■ Goal:
Switch "sample" to "example" in the lines from the one containing "Question. Point out every instance of the decorative" through the last line, and write out only those lines with nothing else changed.
* Start Data supplied *
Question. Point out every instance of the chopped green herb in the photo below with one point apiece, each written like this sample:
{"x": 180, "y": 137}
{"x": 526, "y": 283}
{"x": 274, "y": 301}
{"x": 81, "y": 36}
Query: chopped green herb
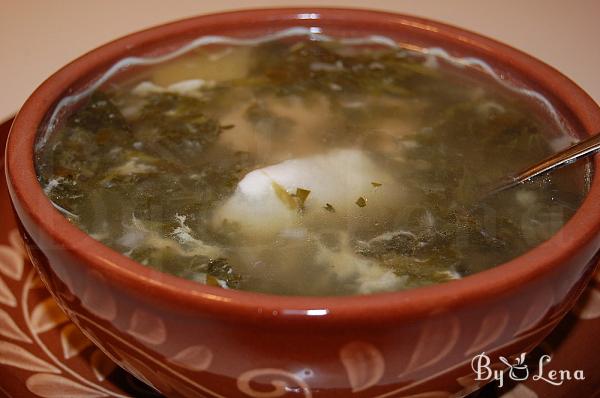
{"x": 361, "y": 202}
{"x": 284, "y": 196}
{"x": 302, "y": 195}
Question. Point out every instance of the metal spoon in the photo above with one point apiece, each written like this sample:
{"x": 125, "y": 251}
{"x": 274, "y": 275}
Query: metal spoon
{"x": 582, "y": 149}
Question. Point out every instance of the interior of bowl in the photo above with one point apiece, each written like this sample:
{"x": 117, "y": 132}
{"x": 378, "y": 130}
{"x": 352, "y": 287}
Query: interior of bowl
{"x": 551, "y": 94}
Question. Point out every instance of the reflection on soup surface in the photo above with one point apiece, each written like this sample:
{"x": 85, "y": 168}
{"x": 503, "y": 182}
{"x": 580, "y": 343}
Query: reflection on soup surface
{"x": 305, "y": 168}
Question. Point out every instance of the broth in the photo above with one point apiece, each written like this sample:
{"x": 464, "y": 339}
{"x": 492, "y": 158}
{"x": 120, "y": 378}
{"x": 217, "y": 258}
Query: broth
{"x": 305, "y": 168}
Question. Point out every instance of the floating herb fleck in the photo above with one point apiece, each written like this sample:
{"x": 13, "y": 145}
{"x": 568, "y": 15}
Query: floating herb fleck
{"x": 302, "y": 195}
{"x": 361, "y": 202}
{"x": 284, "y": 196}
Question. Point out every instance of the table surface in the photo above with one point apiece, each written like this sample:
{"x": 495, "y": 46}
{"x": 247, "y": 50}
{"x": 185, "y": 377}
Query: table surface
{"x": 38, "y": 37}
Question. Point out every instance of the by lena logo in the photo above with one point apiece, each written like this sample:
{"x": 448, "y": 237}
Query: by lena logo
{"x": 519, "y": 370}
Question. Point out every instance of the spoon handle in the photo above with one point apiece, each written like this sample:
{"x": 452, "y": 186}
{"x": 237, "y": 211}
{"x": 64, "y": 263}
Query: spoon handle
{"x": 582, "y": 149}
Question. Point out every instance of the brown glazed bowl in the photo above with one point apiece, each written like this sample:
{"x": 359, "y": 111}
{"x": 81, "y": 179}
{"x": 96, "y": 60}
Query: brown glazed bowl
{"x": 192, "y": 340}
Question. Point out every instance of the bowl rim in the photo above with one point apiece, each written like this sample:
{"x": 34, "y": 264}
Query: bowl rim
{"x": 579, "y": 233}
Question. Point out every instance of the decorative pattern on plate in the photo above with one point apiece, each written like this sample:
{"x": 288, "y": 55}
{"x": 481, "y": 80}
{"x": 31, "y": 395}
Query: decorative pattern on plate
{"x": 28, "y": 316}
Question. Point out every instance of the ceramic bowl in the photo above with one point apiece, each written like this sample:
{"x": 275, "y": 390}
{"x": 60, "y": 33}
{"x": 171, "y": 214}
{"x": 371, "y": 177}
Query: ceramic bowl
* End Data supplied *
■ Output of the task:
Question. Point out every instance of the decorative pattern on plate in the photo above with one point apiece, each written like this example:
{"x": 288, "y": 55}
{"x": 481, "y": 80}
{"x": 31, "y": 395}
Query: decorative pattern on plate
{"x": 28, "y": 316}
Question. Point out every instance of the ceramic bowl in the photo above with one point apiece, each written like this example:
{"x": 275, "y": 390}
{"x": 60, "y": 33}
{"x": 171, "y": 214}
{"x": 371, "y": 177}
Query: ceramic bowl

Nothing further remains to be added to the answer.